▶ **抜粋テキスト**:
# # # # # # #
パナソニックのケースは少し違ってきているが、今までは細かい事業を順次カーブアウトしてきた。今後はかなり大型の部分を切り出そうという動きが出てくる。

――パナソニックからはセキュリティカメラ部門を買収しました。

10月1日に(取引は)クローズする。日本市場の半分はパナソニック製だが、アメリカ市場の警察部門や医療分野などに未開拓ゾーンがある。われわれのような外のリソースを投じることで、手つかずの事業を伸ばすことに意味があるのでは。

地方銀行への投資は慎重に考える

――例えば、リーマンショックのような危機時に投資するか否かで、ファンドのパフォーマンスが変わってきます。

(2004年に立ち上げた)1号ファンドのリターンは最上級とは言えないが、そこそこ。リーマンショック前(の2007年)に立ち上げた2号ファンドはトップクラスのリターンだった。アービトラージをいちばんエンジョイでき、時期的によかった。
# # # # # # #
▶ **演習課題**:
1) 上のファンド投資のインタビューで「10月1日に」で始まる段落を、主な事実を残して箇条書きにまとめられますか？
2) 上のファンド投資のインタビューは、最後の文のあとにどう続きますか？その続きを書いてください。
この資料は、本文とは別の出典から取ったものです。

▶ **表示データ**:
# # # # # # #
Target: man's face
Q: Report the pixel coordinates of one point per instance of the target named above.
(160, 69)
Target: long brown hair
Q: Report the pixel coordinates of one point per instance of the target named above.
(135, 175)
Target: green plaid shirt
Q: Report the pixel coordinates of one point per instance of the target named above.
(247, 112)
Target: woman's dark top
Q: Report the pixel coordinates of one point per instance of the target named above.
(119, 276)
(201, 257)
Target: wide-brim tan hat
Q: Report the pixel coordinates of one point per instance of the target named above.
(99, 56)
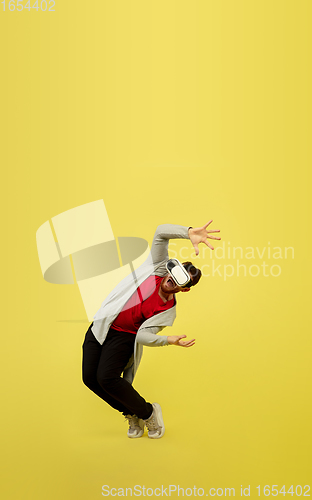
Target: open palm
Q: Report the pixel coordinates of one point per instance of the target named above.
(201, 235)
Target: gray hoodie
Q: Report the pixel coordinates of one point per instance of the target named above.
(155, 264)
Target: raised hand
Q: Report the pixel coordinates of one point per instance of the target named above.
(201, 235)
(176, 340)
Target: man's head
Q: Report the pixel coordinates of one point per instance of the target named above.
(169, 286)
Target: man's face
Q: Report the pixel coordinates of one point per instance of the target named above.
(168, 285)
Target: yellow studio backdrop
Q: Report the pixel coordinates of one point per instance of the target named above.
(170, 112)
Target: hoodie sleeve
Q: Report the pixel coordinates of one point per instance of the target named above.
(148, 336)
(163, 234)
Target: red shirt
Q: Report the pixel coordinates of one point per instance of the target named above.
(143, 304)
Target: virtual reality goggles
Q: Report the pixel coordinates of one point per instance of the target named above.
(178, 273)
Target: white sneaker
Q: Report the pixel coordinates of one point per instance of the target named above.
(136, 426)
(155, 423)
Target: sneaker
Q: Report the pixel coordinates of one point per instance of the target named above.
(136, 426)
(155, 423)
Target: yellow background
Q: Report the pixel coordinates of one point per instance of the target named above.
(171, 112)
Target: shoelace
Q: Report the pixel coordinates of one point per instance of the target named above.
(151, 424)
(133, 421)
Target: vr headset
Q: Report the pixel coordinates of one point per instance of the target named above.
(178, 273)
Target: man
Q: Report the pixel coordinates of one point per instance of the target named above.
(132, 315)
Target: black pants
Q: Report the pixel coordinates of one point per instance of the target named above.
(102, 366)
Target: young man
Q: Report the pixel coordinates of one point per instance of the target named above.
(138, 308)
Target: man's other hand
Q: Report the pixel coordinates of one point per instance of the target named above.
(176, 340)
(201, 234)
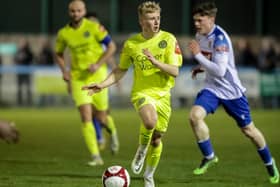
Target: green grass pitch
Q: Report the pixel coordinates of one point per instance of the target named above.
(52, 153)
# # # # # # #
▶ **演習の解答**:
1)
- 取引は10月1日にクローズする。
- 日本市場の半分はパナソニック製である。
- アメリカ市場では、警察部門や医療分野などに未開拓ゾーンがある。
- 外部のリソースを投じて手つかずの事業を伸ばすことに意味がある、との考え。

2)
3号ファンドは、エントリープライスが上がってきたので、2号ファンド並みではなかった。4号はスタートしたばかりでわからないが、それほど悪いリターンにはならないだろう。

ネット投資倍率で2倍がメルクマールで、これを超えると投資家からは優等生だと言われる。5号ファンドはアービトラージがあまり期待できないので、レバレッジとEBITDAの押し上げでしっかり対応していく。そのために、社内にバリューアップグループをつくり、コンサルティング会社出身の人間をヘッドに週の2、3日は投資先に常駐させ、EBITDA改善に取り組んでいく。

――経営難の地方銀行が増えています。どうみますか。

私どもは金融機関を投資対象にしていない。規制業種であることと、社会インフラを宿命として負っている。一定の(業績の)伸びしろはあるが、限界があり、バリューアップの余地があまりないのではないか。

(地方銀行を含めた)金融機関は、私どもへ投資してもらっている。そのお金を使って特定の金融機関に投資していくのはどうか。(地銀への投資は)慎重に考えている。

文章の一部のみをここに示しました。